• WHAT YOU SHOULD DO:
Return all of the material below line for line with no changes, omitting the pictures.

• DATA SUPPLIED:
-- Start --

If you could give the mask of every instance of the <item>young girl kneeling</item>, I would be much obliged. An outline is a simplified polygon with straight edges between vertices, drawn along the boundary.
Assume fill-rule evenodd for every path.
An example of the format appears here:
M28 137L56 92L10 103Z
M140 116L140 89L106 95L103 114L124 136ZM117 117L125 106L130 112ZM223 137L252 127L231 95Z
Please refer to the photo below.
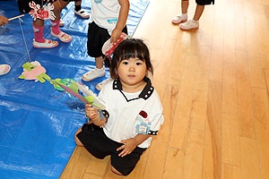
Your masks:
M98 158L111 156L112 171L127 175L150 146L163 121L159 95L148 72L153 73L149 49L141 39L126 39L115 49L110 76L99 94L106 103L100 111L86 104L91 119L75 133L78 146Z

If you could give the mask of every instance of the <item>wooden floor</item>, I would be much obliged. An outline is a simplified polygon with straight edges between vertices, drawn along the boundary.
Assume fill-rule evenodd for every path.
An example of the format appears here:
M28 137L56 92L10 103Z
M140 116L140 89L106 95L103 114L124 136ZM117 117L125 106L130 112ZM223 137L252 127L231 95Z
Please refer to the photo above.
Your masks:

-- End --

• OUTPUT:
If you could give the mask of every instance of the <item>young girl kneeling</item>, I would be much obliged. An outline is a simplified polygon with straight edges between vertices, drawn along the boundary.
Assume fill-rule evenodd for every path.
An example of the format appears here:
M28 137L56 92L10 103Z
M140 116L140 89L106 95L103 114L124 136ZM117 117L125 106L130 112ZM223 137L252 127L231 95Z
Please refer to the photo below.
Your masks:
M98 158L111 156L112 171L127 175L150 146L163 121L159 95L148 72L153 73L149 49L141 39L126 39L115 49L110 76L99 94L106 103L100 111L86 104L91 119L75 133L78 146Z

If you could give the mask of every instance of the <item>wooden floor</item>, I would be much obliged. An outline is a simplified polygon with straight edges between vertices, drawn along the boundary.
Assume fill-rule evenodd for every path.
An example of the format appears here:
M28 137L56 92L10 103Z
M140 116L140 89L106 95L103 114L124 136ZM117 117L125 106L130 112ZM223 137L252 127L231 95Z
Please refer to the photo above.
Your masks:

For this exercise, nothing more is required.